Task prompt:
Exactly reproduce the line containing "Can you locate the frosted" together with every line after it, through the end of the entries, and give nothing more.

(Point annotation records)

══════════════════════════════

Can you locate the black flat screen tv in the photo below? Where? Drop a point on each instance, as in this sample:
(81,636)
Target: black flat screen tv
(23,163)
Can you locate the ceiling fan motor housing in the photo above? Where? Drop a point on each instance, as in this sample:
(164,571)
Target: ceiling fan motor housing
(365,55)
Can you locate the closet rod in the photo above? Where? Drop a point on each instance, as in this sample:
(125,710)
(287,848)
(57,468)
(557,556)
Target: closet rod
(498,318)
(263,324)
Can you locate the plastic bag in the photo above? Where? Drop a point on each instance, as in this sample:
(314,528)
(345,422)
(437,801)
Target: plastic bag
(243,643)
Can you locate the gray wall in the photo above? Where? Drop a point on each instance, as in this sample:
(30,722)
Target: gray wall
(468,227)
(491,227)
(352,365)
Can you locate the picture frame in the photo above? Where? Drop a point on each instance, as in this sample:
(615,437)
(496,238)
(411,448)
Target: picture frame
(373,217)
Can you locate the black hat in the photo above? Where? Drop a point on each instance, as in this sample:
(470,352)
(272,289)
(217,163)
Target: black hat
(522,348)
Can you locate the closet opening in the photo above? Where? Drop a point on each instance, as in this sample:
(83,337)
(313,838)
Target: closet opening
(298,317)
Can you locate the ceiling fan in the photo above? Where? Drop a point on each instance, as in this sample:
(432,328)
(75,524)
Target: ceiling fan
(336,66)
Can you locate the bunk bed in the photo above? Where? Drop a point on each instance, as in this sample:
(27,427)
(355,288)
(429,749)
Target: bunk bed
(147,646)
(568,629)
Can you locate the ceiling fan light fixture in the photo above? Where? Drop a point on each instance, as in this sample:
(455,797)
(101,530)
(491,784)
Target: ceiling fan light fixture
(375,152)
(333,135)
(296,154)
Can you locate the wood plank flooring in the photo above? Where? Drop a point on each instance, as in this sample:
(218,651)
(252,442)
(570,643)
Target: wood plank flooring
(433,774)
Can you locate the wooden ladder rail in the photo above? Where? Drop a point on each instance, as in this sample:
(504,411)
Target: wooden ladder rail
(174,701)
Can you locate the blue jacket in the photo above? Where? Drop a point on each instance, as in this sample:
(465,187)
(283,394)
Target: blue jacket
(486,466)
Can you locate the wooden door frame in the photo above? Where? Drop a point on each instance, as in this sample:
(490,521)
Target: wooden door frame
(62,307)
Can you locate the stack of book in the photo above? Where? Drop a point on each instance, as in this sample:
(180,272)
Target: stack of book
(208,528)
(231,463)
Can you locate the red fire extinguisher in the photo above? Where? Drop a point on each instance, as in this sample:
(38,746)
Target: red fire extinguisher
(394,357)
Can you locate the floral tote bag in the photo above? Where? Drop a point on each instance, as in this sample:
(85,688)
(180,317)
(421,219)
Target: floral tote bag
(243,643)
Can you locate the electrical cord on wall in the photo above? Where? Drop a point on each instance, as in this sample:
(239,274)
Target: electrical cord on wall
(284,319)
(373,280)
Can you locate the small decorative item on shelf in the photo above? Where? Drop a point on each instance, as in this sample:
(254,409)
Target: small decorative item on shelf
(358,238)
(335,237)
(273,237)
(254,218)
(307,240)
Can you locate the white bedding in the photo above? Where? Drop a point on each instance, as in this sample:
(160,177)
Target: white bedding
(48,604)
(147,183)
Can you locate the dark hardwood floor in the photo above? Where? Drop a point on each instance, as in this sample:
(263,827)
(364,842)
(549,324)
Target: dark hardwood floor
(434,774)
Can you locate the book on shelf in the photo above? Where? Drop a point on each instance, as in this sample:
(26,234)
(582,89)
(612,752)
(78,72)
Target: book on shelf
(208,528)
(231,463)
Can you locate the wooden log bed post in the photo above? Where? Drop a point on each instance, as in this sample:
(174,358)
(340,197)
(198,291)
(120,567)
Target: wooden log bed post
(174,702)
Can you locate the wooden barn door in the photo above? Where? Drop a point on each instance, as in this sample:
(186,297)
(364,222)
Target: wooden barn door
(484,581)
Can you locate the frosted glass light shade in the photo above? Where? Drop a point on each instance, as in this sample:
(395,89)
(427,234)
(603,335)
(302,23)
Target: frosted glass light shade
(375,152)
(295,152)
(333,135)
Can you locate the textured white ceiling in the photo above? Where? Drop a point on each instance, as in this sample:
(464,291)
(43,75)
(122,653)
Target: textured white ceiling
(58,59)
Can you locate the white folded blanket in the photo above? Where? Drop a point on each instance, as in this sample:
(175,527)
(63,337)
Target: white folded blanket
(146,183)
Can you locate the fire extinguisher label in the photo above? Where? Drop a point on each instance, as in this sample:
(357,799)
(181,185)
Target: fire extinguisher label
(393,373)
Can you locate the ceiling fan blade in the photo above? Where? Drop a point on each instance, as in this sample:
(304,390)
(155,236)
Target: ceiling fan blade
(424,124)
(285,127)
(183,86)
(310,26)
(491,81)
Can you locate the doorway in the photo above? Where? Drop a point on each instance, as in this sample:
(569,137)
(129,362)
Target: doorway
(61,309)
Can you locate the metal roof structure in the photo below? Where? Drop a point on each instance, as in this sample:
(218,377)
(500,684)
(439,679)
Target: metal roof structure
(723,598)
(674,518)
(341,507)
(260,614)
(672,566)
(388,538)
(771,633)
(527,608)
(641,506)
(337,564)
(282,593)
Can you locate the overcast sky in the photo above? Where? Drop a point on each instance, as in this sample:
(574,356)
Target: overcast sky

══════════════════════════════

The response:
Can you locate the frosted glass light shade in the photo above? Where? Drop a point on each instance, as in this sample:
(395,89)
(427,234)
(603,335)
(302,23)
Target: frosted glass light shade
(375,152)
(295,152)
(333,135)
Can you locate the textured white ceiling in the photo above? Where? Drop a point on each instance, as in this sample:
(464,291)
(43,75)
(122,653)
Target: textured white ceiling
(58,59)
Can you locate the white folded blanket in the photo above? Where? Drop a point on each instance, as in this sample:
(175,527)
(63,337)
Target: white folded blanket
(146,183)
Can you locate the fire extinguisher label in the photo above? Where? Drop a point on each instance, as in this sample:
(357,799)
(181,185)
Target: fire extinguisher label
(393,373)
Can you locate the ceiling fan blade in the photo above? Where? Drop a point on each instance, as in this sample:
(304,390)
(155,236)
Target: ceiling fan blade
(424,124)
(285,127)
(183,86)
(310,26)
(491,81)
Can you locate the doorway in the photo above? Where? Drop a point on each instance, as in this sample:
(569,137)
(129,362)
Target: doorway
(61,309)
Can you locate the metal roof structure in the photo below? Where? Drop a point on each instance, as in this sample:
(218,377)
(500,684)
(439,679)
Target: metal roof structure
(723,598)
(674,518)
(341,507)
(260,614)
(672,566)
(388,538)
(771,633)
(527,608)
(641,506)
(337,564)
(282,593)
Can you locate the overcast sky in the photo above? Where? Drop a point on each instance, as in this sample:
(574,356)
Target: overcast sky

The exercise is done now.